◆ **OBJECTIVE A**
From the excerpt on merging classes, list each index letter whose range is given at the end of the extended expression, together with that range.

◆ **TEXT EXCERPT**
In addition, when we want to merge the classes in two independent variables, denoted as $X_{1}$ and $X_{2}$ with domains $Dmn(X_1)=\{1,2,\cdots,n_{x_1}\}$ and $Dmn(X_2)=\{1,2,\cdots,n_{x_2}\}$ , respectively, the extended expression of $\phi^{st}(Y|X)$ is

$\begin{align*} &\phi^{ijkl}(Y|X_1,X_2)=\Sigma_{y}(\frac{\rho_{ijy}}{\rho_{ij\cdot}}-\frac{\rho_{kly}}{\rho_{kl\cdot}})^2\rho_{\cdot y} \ \ for\ \ i,k\\&=1,2,\cdots,n_{x_1},\ \ and\ \ for\ \ j,l=1,2,\cdots,n_{x_2}. \end{align*}$

Thus, the measure of association, $\Phi$ , can be applied to multi-dimensional or even high dimensional models.

◆ **OBJECTIVE B**
Quote the stretch of the entries from the line containing "of the wooden" through the line containing "left=80, top=196, right=114, bottom=309", both of those lines included.

◆ **SUPPLIED RECORDS**
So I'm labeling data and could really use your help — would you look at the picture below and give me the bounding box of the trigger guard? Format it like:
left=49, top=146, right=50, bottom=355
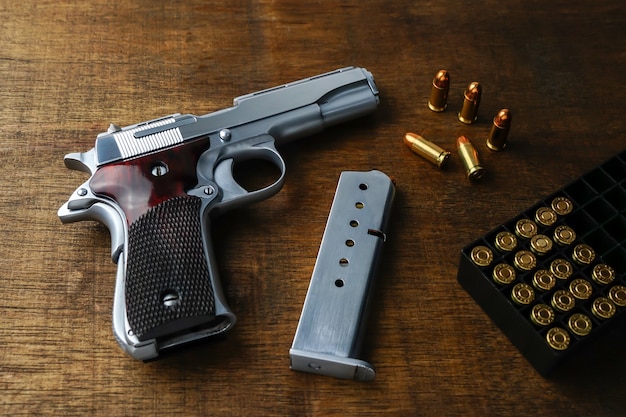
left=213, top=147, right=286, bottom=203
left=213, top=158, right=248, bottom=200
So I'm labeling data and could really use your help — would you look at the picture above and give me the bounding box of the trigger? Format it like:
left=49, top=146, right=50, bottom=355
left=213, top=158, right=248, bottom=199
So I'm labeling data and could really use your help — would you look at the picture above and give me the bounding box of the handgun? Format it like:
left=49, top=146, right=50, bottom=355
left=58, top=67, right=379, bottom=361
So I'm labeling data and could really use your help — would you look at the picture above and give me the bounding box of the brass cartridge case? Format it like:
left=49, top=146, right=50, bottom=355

==

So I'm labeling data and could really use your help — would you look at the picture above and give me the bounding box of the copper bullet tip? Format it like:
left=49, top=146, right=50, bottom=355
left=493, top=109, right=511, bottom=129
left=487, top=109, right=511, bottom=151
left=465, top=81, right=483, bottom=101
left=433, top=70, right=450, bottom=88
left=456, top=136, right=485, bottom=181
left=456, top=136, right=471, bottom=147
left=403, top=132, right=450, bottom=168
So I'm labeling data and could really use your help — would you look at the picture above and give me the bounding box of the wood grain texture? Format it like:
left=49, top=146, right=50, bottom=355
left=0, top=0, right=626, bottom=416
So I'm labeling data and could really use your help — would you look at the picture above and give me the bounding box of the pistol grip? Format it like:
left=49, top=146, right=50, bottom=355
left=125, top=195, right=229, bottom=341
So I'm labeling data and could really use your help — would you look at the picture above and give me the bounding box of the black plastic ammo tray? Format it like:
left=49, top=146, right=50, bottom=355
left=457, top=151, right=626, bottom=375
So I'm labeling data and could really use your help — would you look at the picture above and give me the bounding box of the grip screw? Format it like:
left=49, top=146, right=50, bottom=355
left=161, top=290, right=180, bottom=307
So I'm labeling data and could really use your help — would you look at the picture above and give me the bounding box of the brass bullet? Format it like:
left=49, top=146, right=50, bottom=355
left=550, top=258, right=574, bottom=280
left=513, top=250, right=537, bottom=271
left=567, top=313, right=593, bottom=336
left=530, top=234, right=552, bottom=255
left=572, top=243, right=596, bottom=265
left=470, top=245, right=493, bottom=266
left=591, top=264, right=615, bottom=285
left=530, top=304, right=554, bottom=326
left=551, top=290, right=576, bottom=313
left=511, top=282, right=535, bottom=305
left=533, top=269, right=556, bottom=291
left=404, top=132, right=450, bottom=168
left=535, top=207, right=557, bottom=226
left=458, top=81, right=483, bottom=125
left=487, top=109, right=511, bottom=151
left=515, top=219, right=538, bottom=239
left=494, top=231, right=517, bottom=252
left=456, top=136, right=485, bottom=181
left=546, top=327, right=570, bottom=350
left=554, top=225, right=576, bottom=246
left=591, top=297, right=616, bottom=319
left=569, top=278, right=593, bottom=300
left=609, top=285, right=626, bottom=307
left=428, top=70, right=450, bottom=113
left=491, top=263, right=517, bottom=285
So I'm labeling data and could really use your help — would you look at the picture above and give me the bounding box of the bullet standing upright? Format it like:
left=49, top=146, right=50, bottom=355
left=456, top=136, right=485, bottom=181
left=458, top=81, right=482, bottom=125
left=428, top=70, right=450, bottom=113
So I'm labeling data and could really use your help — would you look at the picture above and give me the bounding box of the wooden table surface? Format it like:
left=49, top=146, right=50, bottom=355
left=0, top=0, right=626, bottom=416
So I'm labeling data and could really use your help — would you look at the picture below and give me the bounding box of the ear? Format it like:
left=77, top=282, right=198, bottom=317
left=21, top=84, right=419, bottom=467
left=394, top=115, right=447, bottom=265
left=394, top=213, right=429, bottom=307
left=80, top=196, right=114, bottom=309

◆ **ANSWER A**
i: 1, 2, ..., n_{x_1}
k: 1, 2, ..., n_{x_1}
j: 1, 2, ..., n_{x_2}
l: 1, 2, ..., n_{x_2}

◆ **ANSWER B**
So I'm labeling data and could really use your help — would you look at the picture above and give me the bounding box of the wooden table surface? Format it like:
left=49, top=146, right=50, bottom=355
left=0, top=0, right=626, bottom=416
So I'm labeling data and could really use your help — would you look at the picture below and give me the bounding box of the ear? Format it like:
left=77, top=282, right=198, bottom=317
left=21, top=84, right=419, bottom=467
left=394, top=115, right=447, bottom=265
left=394, top=213, right=429, bottom=307
left=80, top=196, right=114, bottom=309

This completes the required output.